Your instructions —
Please set down, word for word, the part of the weekly podcast notes below starting with "2025 Week 27" and going on through "now in 2025.".

2025 Week 27 (June 30 - July 06)

  • Throughline: The Anti-Vaccine Movement: Great overview of how we got to where we are now covering the great success of the polio vaccine, the Cutter incident (major screw up where 120.000 people were accidentally given real polio, not a beat up dead version), the erosion in trust in the government and its institutions in the 70’s (think Vietnam war and Nixon), the rise in concern about vaccine safety in the 80’s, the butt head Andrew Wakefield who published a case series article linking the MRR vaccine to autism (and appears was paid 400k by lawyers to make the link), the concern of thimerosal and its mercury in some vaccines, the rise of the other butt head RFK Jr latching onto the mercury scare, through COVID, and to where we are now in 2025.

2025 Week 17 (April 21 - April 27)

  • Dwarkesh Podcast: Why Rome Actually Fell: Plagues, Slavery, & Ice Age — Kyle Harper: Really interesting interview that broke some things into the most basic realities:
    “That’s just how nature works. Energy is scarce.” And explaining that Roman’s ability to scale was limited by their lack of science and technology.
  • Acquired: Epic Systems (MyChart): Great story about a visionary who was in the right place and write time and had the brains to take advantage of computers for electronic records for hospitals and healthcare. As having worked in this industry was interesting to hear names of providers I know and to hear about Epic’s approach to a single source of truth and keeping things as clean and standard as possible.

2025 Week 15 (April 07 - April 13)

  • This American Life: The Long Fuse: I love This American Life and can’t believe this is the first time I have included a segment on here. Two great stories: (1) the hoax (or was it) about MSG, something I had always heard gave headaches, (2) About a man who died in Toronto in 1926 with this as part of his will: “At the expiration of 10 years from my death, give it and its accumulations to the mother who has, since my death, given birth in Toronto to the greatest number of children, as shown by the registrations under the Vital Statistics Act” and what happened due to this.

2025 Week 14 (March 31 - April 06)

  • Freakanomics: Sludge, Part 1: The World Is Drowning in It: I always understood sludge for things like canceling subscriptions, but had never thought of its use to limit utilization of resources, something that has just happened to me with a house insurance claim that due to the billion other things we have going on, I did not keep pursing the insurance company and ended up covering the costs that quite clearly was a legitimate insurance claim myself.

2025 Week 13 (March 24 - March 30)

2025 Week 12 (March 17 - March 23)

2025 Week 11 (March 10 - March 16)

  • Morning Edition: Why Alabama was the only state where math scores improved over pre-pandemic levels: Ahh man for dyslexs like me this is a dream! Turn math into tangible blocks to feel and physically visualize them! And then encourage each to solve problems in their own way, and find how many different ways there are to solve math problems!. And then then JULIE WEST’s favorite 4 letter word: data. “Data or it didn’t happen. Don’t tell me you did something unless you have the proof that you did it”.

2025 Week 10 (March 03 - March 09)

Data —
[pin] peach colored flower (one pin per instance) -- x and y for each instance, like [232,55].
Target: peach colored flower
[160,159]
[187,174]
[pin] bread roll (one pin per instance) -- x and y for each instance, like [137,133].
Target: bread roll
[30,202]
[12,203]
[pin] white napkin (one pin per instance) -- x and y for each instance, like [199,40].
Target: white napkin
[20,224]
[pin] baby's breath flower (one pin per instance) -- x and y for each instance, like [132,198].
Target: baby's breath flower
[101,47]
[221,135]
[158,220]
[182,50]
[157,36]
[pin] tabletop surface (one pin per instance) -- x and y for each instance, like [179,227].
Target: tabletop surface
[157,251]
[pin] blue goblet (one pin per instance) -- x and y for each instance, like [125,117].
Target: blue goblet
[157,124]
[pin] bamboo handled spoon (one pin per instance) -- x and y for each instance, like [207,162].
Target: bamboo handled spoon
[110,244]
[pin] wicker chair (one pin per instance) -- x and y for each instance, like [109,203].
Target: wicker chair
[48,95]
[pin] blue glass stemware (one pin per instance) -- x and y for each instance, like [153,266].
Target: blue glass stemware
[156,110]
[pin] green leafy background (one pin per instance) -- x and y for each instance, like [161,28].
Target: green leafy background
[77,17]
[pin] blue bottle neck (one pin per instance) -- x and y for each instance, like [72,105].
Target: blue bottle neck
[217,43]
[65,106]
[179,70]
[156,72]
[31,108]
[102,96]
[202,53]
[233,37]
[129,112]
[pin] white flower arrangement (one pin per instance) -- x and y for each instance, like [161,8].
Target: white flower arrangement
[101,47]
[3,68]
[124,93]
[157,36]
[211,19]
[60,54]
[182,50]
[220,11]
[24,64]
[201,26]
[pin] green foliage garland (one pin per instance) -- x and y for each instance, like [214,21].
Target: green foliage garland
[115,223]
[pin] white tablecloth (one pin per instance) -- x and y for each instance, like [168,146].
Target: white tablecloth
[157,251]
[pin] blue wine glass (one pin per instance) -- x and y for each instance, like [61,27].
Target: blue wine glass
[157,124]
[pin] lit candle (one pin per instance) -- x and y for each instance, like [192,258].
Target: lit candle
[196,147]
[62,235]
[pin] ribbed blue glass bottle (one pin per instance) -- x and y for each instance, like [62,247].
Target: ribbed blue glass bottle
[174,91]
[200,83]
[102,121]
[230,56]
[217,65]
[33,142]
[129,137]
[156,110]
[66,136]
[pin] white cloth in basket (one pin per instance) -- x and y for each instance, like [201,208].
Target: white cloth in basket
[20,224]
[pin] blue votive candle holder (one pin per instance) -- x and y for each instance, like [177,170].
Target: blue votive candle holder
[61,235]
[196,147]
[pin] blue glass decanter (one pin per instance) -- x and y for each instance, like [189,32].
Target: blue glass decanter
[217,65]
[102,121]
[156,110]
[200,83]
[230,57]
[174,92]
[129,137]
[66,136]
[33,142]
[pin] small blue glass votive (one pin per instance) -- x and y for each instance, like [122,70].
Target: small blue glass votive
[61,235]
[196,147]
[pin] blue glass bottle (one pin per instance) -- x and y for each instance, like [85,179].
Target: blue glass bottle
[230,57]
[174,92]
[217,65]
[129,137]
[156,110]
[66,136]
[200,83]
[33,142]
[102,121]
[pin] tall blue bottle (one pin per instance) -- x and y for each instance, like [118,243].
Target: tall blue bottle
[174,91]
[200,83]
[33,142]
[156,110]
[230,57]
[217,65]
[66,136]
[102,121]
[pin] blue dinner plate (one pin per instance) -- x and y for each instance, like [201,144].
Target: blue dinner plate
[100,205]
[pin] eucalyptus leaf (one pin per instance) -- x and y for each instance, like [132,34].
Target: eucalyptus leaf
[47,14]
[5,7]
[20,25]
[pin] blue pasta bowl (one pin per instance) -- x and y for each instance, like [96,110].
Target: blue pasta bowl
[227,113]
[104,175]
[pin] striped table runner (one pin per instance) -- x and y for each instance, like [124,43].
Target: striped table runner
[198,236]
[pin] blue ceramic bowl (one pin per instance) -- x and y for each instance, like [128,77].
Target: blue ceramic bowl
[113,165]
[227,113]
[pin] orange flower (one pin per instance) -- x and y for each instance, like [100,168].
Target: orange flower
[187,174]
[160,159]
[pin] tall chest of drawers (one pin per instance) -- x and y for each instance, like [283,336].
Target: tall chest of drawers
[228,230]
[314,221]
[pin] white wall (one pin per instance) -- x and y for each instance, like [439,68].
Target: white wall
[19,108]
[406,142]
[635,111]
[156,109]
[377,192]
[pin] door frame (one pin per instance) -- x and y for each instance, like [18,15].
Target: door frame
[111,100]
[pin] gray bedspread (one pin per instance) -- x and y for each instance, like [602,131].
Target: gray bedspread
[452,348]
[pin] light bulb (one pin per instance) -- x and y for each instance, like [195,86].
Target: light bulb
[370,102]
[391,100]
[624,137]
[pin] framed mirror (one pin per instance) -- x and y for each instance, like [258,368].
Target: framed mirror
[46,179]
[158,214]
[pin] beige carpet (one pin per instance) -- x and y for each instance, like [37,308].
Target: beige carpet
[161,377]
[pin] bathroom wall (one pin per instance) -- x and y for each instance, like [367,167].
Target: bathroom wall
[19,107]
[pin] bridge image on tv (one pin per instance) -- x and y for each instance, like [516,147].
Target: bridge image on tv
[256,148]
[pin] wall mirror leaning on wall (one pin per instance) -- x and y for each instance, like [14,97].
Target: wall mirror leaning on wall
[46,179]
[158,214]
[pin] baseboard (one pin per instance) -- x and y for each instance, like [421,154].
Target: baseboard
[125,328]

Response to the exercise —
2025 Week 27 (June 30 - July 06)

  • Throughline: The Anti-Vaccine Movement: Great overview of how we got to where we are now covering the great success of the polio vaccine, the Cutter incident (major screw up where 120.000 people were accidentally given real polio, not a beat up dead version), the erosion in trust in the government and its institutions in the 70’s (think Vietnam war and Nixon), the rise in concern about vaccine safety in the 80’s, the butt head Andrew Wakefield who published a case series article linking the MRR vaccine to autism (and appears was paid 400k by lawyers to make the link), the concern of thimerosal and its mercury in some vaccines, the rise of the other butt head RFK Jr latching onto the mercury scare, through COVID, and to where we are now in 2025.